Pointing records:
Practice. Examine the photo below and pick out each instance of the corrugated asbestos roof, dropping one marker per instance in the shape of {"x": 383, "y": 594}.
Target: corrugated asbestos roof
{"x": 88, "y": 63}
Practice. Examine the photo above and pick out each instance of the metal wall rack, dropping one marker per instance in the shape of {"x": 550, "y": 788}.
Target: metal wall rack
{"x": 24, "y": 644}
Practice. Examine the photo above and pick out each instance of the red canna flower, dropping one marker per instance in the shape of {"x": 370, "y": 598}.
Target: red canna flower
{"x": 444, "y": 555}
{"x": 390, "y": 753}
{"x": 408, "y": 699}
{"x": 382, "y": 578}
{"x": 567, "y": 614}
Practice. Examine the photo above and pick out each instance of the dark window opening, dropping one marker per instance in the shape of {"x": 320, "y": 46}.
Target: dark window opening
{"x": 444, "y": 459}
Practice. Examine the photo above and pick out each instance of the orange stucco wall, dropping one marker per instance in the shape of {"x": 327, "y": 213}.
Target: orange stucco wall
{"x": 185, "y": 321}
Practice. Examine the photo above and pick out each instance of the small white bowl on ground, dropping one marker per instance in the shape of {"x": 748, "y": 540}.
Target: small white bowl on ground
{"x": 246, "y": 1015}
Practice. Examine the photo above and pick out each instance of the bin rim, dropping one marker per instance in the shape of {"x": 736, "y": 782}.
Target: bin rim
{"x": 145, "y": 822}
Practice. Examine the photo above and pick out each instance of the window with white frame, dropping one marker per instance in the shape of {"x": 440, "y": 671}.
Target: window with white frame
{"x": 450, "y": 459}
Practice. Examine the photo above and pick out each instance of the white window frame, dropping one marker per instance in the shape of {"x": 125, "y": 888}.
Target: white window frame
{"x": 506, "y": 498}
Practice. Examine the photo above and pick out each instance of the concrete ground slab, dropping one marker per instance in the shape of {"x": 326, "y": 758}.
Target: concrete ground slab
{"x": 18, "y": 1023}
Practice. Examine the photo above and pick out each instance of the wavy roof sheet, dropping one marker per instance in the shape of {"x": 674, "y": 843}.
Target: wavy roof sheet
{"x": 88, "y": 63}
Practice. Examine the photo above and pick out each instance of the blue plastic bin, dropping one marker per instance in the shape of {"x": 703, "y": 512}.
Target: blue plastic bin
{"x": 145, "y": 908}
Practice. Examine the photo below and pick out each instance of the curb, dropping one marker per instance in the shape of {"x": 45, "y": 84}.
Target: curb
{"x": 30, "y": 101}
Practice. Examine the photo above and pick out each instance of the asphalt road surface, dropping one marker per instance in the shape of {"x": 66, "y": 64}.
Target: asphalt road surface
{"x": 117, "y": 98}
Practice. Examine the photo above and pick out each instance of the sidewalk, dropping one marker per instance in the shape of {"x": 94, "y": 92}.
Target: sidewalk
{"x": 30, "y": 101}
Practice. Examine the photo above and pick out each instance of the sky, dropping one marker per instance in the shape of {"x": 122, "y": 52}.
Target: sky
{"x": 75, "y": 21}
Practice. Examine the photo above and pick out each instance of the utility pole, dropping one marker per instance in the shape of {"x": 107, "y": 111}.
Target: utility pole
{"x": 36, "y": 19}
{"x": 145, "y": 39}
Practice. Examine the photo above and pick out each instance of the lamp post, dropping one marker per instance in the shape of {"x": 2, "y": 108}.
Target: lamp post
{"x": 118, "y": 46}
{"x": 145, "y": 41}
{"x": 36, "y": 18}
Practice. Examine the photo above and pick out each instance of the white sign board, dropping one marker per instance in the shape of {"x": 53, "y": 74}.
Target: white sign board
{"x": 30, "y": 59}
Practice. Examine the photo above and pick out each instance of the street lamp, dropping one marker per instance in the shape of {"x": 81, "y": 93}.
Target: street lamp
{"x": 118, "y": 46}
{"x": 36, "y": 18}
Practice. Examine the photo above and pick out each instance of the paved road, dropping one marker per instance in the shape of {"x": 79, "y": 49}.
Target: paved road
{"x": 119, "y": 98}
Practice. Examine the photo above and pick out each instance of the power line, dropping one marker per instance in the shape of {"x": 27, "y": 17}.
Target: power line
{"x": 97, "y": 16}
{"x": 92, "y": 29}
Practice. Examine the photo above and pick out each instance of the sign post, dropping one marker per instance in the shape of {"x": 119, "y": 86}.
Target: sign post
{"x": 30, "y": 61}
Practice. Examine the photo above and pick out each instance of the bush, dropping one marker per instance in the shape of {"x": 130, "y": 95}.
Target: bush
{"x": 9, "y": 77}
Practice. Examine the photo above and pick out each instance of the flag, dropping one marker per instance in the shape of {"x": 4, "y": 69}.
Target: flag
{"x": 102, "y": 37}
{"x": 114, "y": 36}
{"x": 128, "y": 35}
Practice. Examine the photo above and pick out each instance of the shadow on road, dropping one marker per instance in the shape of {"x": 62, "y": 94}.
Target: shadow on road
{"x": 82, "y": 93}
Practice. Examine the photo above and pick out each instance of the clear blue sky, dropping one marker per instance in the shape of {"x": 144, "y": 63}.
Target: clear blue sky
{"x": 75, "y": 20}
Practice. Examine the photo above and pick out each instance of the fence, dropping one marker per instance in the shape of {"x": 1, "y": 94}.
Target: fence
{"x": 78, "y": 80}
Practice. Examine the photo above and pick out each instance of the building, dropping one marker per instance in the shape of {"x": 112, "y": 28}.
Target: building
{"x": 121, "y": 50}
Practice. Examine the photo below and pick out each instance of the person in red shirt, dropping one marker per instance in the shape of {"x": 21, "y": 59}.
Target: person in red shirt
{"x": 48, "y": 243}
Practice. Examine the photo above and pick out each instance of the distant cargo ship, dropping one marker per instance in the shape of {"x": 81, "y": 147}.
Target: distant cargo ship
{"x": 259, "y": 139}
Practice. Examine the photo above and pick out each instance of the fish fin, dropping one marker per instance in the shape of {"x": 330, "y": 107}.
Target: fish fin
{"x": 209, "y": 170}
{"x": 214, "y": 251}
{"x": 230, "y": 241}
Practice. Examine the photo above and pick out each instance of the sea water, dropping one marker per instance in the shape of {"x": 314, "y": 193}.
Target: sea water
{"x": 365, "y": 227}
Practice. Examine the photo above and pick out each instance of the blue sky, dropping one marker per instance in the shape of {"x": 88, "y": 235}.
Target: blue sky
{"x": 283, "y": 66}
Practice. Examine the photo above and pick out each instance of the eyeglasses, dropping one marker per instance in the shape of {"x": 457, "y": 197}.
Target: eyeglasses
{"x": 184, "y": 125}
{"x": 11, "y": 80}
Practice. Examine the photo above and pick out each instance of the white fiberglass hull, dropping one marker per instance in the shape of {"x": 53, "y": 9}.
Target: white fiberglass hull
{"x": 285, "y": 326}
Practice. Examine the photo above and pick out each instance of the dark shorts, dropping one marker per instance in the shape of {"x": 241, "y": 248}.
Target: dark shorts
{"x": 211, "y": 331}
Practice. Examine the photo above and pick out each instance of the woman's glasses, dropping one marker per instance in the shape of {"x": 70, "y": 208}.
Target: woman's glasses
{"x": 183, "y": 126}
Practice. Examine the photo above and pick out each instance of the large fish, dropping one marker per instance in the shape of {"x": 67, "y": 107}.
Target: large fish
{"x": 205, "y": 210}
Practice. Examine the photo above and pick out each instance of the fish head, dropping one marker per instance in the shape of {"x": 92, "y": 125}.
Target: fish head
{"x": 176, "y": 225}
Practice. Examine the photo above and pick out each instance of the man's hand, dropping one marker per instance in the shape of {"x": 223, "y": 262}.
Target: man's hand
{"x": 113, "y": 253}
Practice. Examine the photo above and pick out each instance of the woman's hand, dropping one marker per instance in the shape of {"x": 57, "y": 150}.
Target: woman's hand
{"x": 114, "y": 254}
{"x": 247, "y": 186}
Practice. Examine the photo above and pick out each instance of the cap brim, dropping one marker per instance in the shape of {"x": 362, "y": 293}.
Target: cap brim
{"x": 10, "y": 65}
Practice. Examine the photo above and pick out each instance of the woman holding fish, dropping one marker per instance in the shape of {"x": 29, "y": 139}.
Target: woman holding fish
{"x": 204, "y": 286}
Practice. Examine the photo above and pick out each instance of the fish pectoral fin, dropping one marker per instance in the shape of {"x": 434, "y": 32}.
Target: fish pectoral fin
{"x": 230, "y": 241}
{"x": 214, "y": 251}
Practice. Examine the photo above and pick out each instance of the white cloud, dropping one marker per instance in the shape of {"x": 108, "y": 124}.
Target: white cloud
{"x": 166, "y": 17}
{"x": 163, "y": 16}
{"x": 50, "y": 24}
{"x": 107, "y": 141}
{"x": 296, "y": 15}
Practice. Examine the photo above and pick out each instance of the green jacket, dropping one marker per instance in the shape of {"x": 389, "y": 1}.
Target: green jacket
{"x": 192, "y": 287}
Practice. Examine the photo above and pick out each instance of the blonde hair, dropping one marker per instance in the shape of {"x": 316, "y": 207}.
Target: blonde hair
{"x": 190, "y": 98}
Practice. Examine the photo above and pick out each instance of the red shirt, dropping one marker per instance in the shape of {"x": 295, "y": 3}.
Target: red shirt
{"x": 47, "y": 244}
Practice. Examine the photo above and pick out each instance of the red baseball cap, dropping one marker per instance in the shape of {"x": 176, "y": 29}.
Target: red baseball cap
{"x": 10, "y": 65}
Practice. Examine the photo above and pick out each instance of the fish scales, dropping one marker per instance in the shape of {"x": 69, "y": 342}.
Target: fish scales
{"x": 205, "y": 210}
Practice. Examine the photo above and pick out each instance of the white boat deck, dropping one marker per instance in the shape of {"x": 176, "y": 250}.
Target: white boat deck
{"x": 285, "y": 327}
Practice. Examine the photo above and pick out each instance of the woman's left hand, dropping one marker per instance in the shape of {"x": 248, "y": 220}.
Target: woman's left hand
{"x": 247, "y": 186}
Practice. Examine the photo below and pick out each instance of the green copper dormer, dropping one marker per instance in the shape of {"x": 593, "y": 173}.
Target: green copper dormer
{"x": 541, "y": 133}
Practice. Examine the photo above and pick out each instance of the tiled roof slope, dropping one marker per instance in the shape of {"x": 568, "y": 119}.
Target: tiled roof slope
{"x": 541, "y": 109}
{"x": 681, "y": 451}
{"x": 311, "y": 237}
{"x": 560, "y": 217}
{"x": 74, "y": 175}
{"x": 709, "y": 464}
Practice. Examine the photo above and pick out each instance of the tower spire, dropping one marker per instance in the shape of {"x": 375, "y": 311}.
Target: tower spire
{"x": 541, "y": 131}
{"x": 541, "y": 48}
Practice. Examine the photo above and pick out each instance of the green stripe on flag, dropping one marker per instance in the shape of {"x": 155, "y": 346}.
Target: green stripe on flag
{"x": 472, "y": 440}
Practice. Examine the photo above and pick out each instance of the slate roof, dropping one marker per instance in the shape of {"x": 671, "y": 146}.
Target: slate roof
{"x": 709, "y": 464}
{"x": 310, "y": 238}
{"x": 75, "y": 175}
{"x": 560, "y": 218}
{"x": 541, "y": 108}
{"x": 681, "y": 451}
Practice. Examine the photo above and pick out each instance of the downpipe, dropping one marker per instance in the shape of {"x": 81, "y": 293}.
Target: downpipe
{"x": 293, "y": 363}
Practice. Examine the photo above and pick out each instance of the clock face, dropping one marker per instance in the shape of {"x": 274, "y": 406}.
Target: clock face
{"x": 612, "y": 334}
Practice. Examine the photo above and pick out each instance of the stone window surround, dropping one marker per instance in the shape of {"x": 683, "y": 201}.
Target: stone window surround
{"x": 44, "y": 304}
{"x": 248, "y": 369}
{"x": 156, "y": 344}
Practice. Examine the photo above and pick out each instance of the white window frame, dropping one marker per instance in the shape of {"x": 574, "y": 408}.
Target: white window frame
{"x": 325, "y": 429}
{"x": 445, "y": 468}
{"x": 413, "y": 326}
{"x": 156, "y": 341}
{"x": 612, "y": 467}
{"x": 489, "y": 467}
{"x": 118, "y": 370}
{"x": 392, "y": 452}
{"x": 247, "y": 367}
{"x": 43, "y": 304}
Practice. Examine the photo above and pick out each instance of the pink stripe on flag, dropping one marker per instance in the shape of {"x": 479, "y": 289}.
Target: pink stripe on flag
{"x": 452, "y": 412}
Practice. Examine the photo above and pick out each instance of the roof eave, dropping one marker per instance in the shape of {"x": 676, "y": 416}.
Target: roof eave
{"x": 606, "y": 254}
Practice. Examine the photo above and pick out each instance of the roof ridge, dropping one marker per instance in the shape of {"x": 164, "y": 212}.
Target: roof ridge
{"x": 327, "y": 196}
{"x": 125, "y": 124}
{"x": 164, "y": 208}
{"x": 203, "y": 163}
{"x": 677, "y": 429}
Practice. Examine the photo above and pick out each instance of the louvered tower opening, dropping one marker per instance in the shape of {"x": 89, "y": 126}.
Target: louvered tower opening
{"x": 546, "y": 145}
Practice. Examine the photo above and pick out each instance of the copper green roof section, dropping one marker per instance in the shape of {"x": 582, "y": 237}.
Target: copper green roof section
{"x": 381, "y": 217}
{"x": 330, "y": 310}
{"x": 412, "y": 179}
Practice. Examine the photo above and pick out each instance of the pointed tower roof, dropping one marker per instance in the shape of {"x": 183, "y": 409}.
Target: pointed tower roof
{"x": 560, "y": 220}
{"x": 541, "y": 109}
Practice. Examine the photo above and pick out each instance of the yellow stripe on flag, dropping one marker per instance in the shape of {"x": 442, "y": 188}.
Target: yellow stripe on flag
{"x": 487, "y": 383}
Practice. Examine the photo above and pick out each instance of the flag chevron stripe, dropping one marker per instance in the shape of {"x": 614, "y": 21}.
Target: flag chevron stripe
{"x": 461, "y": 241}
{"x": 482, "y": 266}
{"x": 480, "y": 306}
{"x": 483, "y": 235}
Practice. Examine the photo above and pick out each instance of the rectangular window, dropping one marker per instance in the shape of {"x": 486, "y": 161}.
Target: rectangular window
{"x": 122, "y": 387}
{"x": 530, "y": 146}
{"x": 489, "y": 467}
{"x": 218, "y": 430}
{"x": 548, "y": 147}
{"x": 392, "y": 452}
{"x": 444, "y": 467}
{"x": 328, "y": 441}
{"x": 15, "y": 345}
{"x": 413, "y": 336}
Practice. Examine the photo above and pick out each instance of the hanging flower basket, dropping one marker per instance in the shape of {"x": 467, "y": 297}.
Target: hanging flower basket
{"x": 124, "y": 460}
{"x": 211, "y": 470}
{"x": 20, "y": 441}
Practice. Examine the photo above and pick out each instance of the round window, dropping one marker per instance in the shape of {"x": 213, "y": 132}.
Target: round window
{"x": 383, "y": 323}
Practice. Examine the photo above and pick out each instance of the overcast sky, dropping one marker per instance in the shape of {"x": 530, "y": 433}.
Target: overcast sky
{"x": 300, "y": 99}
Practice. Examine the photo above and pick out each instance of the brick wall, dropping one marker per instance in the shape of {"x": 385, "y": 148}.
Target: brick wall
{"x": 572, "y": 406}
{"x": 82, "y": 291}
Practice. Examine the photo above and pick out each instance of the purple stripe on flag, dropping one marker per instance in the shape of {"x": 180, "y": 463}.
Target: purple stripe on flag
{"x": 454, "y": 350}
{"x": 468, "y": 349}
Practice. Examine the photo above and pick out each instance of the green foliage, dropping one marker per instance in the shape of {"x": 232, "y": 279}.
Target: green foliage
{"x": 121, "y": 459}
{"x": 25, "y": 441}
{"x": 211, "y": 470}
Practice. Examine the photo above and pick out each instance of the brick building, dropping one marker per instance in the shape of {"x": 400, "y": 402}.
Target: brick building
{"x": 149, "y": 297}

__Required work__
The lines to quote run from the one containing "of the overcast" through the final line of the material above; please give them exactly, both ends included, and nothing else.

__Full output__
Practice. Examine the photo above and pick out each instance of the overcast sky, dropping one marker per instance in the shape of {"x": 530, "y": 433}.
Target: overcast sky
{"x": 300, "y": 99}
Practice. Examine the photo above and pick out each instance of the brick wall, dropping one marker per instance in the shape of {"x": 385, "y": 148}.
Target: brick wall
{"x": 572, "y": 406}
{"x": 82, "y": 291}
Practice. Examine the photo above and pick out each instance of the purple stripe on flag, dropping one marker per instance in the shape of {"x": 180, "y": 463}.
Target: purple stripe on flag
{"x": 454, "y": 350}
{"x": 468, "y": 349}
Practice. Examine the photo above and pick out each instance of the green foliage, dropping one marker per instance in the shape of {"x": 232, "y": 279}.
Target: green foliage
{"x": 121, "y": 459}
{"x": 25, "y": 441}
{"x": 211, "y": 470}
Practice. Examine the photo above and pick out each instance of the brick building, dropping one marker per instance in the shape of {"x": 400, "y": 402}.
Target: brick building
{"x": 149, "y": 297}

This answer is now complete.